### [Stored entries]
------------------------------------------------

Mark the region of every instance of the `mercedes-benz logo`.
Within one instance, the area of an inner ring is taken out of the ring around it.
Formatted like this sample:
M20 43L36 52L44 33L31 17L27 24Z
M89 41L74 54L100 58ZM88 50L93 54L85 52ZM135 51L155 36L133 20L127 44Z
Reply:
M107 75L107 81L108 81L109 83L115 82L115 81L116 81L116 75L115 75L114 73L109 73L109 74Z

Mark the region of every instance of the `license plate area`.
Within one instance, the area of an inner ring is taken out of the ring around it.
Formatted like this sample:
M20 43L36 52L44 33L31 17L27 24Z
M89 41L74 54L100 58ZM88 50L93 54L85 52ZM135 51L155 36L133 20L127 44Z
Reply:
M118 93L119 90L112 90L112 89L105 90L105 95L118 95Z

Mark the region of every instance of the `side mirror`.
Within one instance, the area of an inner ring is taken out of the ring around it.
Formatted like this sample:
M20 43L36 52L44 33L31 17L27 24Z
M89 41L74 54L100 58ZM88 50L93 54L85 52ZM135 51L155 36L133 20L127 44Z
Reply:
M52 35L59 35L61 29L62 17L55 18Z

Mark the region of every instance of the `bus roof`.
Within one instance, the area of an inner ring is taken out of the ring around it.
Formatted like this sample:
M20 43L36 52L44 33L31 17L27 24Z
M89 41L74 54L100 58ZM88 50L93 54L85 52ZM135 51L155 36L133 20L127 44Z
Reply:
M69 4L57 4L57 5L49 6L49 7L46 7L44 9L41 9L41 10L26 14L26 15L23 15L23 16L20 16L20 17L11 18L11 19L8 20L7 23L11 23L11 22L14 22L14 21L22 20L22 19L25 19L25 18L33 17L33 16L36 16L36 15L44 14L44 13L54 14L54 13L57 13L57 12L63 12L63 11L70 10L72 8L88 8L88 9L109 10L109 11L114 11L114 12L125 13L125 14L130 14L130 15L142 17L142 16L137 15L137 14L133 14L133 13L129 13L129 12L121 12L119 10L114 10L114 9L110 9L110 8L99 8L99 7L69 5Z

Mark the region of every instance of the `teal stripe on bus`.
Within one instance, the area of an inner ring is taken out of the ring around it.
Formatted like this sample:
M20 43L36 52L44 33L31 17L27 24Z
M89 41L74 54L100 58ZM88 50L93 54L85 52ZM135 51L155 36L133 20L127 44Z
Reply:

------------------------------------------------

### [GOAL OF THE EXERCISE]
Collect each line of the listing above that contains the word "Mark", with capitalization taken into account.

### [RESULT BELOW]
Mark the region of every instance of the `mercedes-benz logo`.
Mark the region of every instance of the `license plate area`.
Mark the region of every instance of the `side mirror`.
Mark the region of every instance of the `bus roof`.
Mark the region of every instance of the `teal stripe on bus`.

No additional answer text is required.